:: Source ::
------------------------------------

INSERT INTO `player_history` (`player_id`, `date`, `races`, `maps`, `playtime`, `points`)
SELECT `p`.`id`, DATE_SUB(NOW(), INTERVAL 1 DAY), `p`.`races`, `p`.`maps`, `p`.`playtime`, `p`.`points`
FROM `player` `p`
WHERE `p`.`playtime` IS NOT NULL
AND `p`.`playtime` > 0
AND (
SELECT `player_id`
FROM `player_history`^
WHERE `player_id` = `p`.`id`
AND (
`date` = DATE_SUB(NOW(), INTERVAL 1 DAY)
OR (
`date` < DATE_SUB(NOW(), INTERVAL 1 DAY)
AND `races` = `p`.`races`
AND `points` = `p`.`points`
AND `maps` = `p`.`maps`
AND `playtime` = `p`.`playtime`
)
)
ORDER BY `date` DESC
LIMIT 1
) IS NULL;
now the problem is i also want to cleanup the history table using a single query. this already selects all history entries older than 10 days but the latest. but i cant just like do DELETE instead of SELECT *.
SELECT *
FROM `player_history` `ph`
WHERE `date` < DATE_SUB(NOW(), INTERVAL 10 DAY)
AND `date` != (SELECT `date`
FROM `player_history`
WHERE `player_id` = `ph`.`player_id`
ORDER BY `date` DESC
LIMIT 1);
so is tehre a way to do what i want using a single delete query?
Your query looks right in my eyes but you don't have the interval in the subquery.
I would do this:
DELETE FROM player_history
WHERE date < DATE_SUB(NOW(), INTERVAL 10 DAY)
AND date != (
SELECT MAX(date) FROM player_history
WHERE date < DATE_SUB(NOW(), INTERVAL 10 DAY)
)
What's the error message from mysql?
Probably you can't do this in a single query because the documentation states:
Currently, you cannot delete from a table and select from the same table in a subquery.
As a workaround you could select the ids of the rows that have to be deleted into a temporary table and then use a multi-table delete statement to delete the records from the original table.

------------------------------------

:: Data listing ::
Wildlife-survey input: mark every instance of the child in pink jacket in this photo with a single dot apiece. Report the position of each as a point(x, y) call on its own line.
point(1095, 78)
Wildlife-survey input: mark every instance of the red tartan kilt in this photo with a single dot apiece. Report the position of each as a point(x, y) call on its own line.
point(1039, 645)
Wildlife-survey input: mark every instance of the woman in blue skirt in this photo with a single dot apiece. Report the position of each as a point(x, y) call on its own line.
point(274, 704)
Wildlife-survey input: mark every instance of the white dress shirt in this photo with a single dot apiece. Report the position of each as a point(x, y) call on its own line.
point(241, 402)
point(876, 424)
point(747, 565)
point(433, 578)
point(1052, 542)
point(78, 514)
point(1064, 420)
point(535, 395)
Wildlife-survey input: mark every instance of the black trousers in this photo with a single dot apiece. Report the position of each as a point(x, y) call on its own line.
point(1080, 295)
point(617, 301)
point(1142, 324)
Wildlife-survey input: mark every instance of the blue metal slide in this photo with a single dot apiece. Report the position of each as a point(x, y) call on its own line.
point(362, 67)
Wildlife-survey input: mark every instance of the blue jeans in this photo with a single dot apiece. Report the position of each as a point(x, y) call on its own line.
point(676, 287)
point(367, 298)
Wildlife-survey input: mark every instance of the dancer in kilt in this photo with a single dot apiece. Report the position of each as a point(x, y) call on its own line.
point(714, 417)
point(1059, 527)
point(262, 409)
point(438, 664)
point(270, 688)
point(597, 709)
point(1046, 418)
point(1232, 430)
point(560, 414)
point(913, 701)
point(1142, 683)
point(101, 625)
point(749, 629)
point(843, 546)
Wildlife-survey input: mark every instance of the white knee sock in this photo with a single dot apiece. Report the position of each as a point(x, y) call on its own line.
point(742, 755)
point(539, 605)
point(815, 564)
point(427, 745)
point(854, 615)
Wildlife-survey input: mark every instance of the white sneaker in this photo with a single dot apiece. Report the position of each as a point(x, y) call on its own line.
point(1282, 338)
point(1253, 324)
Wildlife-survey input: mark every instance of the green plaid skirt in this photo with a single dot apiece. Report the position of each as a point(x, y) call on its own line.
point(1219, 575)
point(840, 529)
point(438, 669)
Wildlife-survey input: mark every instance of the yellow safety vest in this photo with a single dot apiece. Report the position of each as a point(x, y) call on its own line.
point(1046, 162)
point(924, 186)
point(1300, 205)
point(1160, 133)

------------------------------------

:: Directive ::
Answer these questions from the SQL thread:
(a) In the original poster's cleanup query, how old must history entries be to be selected?
(b) According to the quoted documentation, what can you currently not do?
(c) What workaround does the last reply suggest?

:: Task result ::
(a) Older than 10 days, excluding each player's latest entry.
(b) You cannot delete from a table and select from the same table in a subquery.
(c) Select the ids of the rows to be deleted into a temporary table, then use a multi-table delete statement to delete those records from the original table.